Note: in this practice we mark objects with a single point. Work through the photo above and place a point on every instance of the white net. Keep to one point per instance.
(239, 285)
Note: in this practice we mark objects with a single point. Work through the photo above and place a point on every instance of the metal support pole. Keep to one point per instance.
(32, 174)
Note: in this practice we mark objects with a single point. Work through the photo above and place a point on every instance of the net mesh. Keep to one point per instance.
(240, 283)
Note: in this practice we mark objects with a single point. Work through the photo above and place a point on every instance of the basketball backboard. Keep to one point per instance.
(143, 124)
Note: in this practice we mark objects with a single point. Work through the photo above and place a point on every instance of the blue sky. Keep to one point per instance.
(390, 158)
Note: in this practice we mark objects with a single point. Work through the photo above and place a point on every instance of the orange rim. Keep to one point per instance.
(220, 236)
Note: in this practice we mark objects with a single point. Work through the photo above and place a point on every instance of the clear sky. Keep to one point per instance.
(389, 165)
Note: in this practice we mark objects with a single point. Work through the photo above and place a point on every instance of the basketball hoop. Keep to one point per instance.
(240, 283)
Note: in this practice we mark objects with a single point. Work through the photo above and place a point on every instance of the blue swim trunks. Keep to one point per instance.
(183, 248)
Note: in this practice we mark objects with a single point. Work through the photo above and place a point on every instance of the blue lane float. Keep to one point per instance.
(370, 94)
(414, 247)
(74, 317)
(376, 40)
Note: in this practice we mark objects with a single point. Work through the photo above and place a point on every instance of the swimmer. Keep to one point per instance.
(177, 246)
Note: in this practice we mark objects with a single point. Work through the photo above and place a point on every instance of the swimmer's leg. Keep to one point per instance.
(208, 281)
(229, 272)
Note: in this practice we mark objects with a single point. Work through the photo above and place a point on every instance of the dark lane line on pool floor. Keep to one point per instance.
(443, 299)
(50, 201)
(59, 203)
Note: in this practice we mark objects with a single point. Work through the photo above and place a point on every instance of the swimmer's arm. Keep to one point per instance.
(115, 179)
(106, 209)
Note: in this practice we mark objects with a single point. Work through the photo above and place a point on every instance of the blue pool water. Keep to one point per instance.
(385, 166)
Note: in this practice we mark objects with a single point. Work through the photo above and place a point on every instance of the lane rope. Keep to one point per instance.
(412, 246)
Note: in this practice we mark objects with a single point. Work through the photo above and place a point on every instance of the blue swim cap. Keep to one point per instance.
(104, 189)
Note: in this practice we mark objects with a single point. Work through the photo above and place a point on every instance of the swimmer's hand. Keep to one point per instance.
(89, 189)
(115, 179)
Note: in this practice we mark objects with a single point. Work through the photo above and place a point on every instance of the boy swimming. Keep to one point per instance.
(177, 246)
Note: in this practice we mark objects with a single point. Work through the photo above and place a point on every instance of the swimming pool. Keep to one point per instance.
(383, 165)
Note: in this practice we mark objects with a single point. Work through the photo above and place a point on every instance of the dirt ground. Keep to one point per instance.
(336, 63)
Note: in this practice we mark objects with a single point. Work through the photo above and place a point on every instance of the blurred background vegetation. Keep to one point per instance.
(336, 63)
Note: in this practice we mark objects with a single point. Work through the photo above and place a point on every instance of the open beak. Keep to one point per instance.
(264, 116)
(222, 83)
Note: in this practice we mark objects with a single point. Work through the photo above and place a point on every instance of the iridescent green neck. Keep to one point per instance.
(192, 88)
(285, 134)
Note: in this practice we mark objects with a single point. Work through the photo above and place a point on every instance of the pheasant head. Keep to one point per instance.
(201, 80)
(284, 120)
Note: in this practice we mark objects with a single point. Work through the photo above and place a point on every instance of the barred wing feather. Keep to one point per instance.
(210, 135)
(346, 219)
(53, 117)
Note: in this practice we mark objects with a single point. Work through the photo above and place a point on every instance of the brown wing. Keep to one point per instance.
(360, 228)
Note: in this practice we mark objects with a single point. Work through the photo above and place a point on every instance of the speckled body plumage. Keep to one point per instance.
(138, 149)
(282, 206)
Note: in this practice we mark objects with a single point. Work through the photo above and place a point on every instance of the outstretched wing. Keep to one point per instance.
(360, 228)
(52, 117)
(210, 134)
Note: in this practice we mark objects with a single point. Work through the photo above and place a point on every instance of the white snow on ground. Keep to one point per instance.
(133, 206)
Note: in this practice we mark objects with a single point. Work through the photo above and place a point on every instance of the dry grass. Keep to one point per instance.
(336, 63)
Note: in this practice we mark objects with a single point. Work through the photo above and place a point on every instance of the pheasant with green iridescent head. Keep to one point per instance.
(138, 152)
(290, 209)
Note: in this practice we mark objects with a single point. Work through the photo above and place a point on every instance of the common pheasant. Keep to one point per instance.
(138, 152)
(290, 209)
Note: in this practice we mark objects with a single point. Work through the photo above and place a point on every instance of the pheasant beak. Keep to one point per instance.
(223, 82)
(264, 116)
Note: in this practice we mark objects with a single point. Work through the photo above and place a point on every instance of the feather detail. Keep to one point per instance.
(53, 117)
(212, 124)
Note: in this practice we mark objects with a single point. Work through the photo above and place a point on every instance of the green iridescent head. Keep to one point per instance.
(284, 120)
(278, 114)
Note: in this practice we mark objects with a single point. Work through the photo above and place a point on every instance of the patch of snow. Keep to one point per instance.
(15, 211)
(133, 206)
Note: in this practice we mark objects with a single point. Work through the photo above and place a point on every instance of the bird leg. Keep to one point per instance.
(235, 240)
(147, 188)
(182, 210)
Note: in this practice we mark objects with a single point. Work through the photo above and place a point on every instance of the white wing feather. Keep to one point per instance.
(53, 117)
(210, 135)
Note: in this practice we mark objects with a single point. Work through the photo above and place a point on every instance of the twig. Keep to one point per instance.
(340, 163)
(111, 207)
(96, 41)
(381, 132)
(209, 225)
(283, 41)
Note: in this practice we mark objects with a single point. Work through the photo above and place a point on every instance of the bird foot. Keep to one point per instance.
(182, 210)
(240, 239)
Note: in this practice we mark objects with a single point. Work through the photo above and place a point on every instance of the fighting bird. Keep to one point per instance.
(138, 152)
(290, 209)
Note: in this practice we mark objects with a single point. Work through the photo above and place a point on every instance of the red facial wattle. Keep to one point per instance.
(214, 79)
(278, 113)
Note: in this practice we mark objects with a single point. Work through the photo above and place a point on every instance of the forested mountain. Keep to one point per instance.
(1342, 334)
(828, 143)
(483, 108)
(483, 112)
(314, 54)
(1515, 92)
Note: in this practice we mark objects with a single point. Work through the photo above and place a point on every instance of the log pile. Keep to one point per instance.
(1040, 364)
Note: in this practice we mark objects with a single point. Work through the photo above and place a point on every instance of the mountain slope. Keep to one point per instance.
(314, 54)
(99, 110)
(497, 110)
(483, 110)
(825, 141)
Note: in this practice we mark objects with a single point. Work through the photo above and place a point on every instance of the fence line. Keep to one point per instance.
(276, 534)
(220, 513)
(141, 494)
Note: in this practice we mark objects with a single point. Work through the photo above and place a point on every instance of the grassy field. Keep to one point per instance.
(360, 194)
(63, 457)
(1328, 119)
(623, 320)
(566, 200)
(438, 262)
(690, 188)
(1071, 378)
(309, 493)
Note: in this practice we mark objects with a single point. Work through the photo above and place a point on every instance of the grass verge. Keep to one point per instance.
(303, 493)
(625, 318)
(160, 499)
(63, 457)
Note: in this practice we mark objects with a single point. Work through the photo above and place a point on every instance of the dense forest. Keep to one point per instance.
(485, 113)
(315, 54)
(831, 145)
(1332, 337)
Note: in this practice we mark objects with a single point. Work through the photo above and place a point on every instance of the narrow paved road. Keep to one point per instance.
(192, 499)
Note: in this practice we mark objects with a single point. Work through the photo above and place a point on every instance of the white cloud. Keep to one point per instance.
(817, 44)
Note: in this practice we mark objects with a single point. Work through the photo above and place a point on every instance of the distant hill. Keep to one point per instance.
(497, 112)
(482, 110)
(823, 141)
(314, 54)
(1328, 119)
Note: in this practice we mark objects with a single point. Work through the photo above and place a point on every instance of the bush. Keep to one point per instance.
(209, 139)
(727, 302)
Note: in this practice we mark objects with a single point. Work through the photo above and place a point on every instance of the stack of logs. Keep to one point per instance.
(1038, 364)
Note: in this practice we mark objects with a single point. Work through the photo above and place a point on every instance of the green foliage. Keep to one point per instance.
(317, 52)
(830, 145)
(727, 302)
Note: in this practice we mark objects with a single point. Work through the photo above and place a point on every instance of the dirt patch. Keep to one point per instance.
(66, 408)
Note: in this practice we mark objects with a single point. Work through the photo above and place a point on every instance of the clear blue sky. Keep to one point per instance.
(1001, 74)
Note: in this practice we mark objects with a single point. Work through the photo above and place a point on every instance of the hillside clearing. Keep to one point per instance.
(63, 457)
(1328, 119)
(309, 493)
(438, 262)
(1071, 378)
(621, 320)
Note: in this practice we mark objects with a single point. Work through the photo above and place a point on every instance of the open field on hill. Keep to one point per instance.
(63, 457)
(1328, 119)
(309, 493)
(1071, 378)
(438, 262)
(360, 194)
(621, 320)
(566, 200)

▶ [Task to complete]:
Reproduce verbatim the stretch of the listing from the line containing "bush. Keep to one point per instance." through the end of the listing.

▶ [Expected answer]:
Note: in this practice we mark objects with a single point. Work through the photo above and place a point on every instance of the bush. Keep to one point per instance.
(209, 139)
(727, 302)
Note: in this practice we mark objects with a single point. Work through the photo above and place a point on every instance of the stack of logs. Keep to one point per instance.
(1038, 364)
Note: in this practice we mark objects with a single point. Work through the photo above and place a point on every instance of the green foliage. Keep to one point per instance.
(317, 52)
(830, 145)
(727, 302)
Note: in this practice we mark objects with a single point. Work through the photo above and place a point on every instance of the dirt patch. Keep to one point per instance.
(66, 408)
Note: in this practice we mark objects with a single point. Work through the photo above and place a point on every instance of the clear blue sky. Keep to one point per instance.
(1001, 74)
Note: in this practice we mark objects with a single point. Work through the photo above and place a point on every instance of the hillside clearing. Keep to one point per instance.
(63, 457)
(1328, 119)
(309, 493)
(438, 262)
(1071, 378)
(621, 320)
Note: in this practice we mark objects with a single point. Work through the photo above and place a point on every instance of the open field on hill. Keep to one point per instance.
(63, 457)
(1328, 119)
(309, 493)
(1071, 378)
(438, 262)
(360, 194)
(621, 320)
(566, 200)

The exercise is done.